What you need to do
Pick up the notes on open repository infrastructure after their last sentence and keep them going in the same voice.

Text segment
-=-=-

There are three areas of that international accord:

  1. Strategic coordination – to have a shared vision and a stronger voice for the repository community
  2. Interoperability and common “behaviours” for repositories – supporting the development of value added services
  3. Data exchange and cross regional harvesting – to ensure redundancy and preservation. This has started but there is a lot to do here still, especially as we move to harvesting full text, not just metadata. And there is interest in redundancy for preservation reasons.

So we need to develop the case for a distributed community-managed infrastructure, that will better support the needs of diverse regions, disciplines and languages. Redundancy will safeguard against failure. With less risk of commercial buy out. Places the library at the centre… But… I appreciate it is much harder to sell a distributed system… We need branding that really attracts researchers to take part and engage in †he system…

And one of the things we want to avoid… Yesterday it was announced that Elsevier has acquired bepress. bepress is mainly used in the US and there will be much thinking about the implications for their repositories. So not only should institutional repositories be distributed, but they should be different platforms, and different open source platforms…

Concluding thoughts here… Repositories are a technology and technologies change. What its really promoting is a vision in which institutions, universities and their libraries are the foundational nodes in a global scholarly communication system. This is really the future of libraries in the scholarly communication community. This is what libraries should be doing. This is what our values represent.

-=-=-

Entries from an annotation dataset
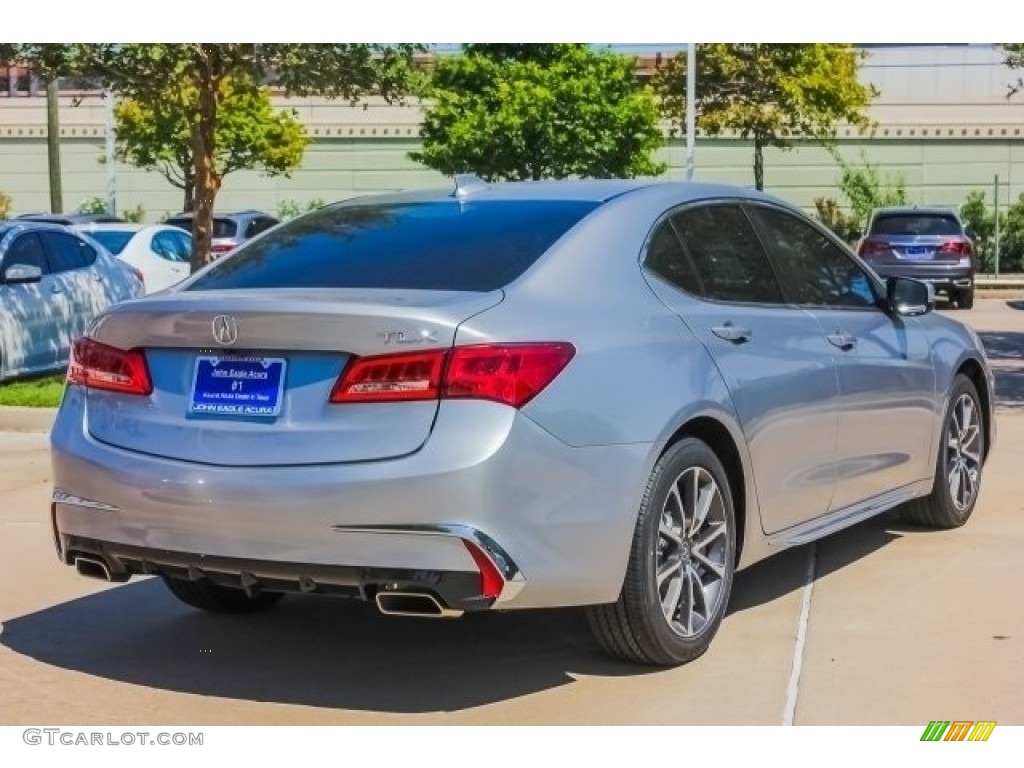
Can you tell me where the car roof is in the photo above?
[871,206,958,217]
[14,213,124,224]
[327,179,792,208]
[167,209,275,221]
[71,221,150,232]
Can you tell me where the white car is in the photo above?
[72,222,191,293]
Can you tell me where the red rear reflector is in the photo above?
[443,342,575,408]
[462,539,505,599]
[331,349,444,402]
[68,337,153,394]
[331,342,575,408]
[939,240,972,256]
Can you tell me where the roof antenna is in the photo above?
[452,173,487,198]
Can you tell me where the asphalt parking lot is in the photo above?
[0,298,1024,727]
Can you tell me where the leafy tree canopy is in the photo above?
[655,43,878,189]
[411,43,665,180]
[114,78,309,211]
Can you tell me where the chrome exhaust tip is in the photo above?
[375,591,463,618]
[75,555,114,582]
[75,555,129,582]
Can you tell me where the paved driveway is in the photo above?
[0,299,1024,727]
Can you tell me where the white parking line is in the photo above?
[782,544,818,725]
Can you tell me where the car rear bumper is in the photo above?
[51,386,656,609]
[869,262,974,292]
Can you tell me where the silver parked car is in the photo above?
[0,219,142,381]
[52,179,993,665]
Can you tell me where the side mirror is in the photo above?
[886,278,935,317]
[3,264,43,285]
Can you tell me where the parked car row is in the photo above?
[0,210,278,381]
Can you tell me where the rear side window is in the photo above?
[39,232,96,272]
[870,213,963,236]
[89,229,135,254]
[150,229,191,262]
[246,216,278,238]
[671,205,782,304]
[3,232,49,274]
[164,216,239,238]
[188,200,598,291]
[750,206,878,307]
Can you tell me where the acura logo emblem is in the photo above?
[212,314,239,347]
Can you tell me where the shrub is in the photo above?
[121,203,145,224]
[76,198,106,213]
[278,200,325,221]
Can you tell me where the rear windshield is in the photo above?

-=-=-

Output of the exercise
And this is urgent. We see Elsevier consolidating, buying platforms, trying to control publishers and the research cycle, we really have to move forward and move quickly. I hope the UK will remain engaged with this. And i look forward to your participation in our ongoing dialogue.

Q&A

Q1 – Les Carr) I was very struck by that comment about the need to balance the local and the global I think that’s a really major opportunity for my university. Everyone is obsessed about their place in the global university ranking, their representation as a global university. This could be a real opportunity, led by our libraries and knowledge assets, and I’m really excited about that!

A1) I think the challenge around that is trying to support common values… If you are competing with other institutions it’s not always an incentive to adopt systems with common technologies, measures, approaches. So there needs to be a benefit for institutions in joining this network. It is a huge opportunity, but we have to show the value of joining that network It’s maybe easier in the UK, Europe, Canada. In the US they don’t see that value as much… They are not used to collaborating in this way and have been one of the hardest regions to bring onboard.

Q2 – Adam ?) Correct me if I’m wrong… You are talking about a Commons… In some way the benefits are watered down as part of the Commons, so how do we pay for this system, how do we make this benefit the organisation?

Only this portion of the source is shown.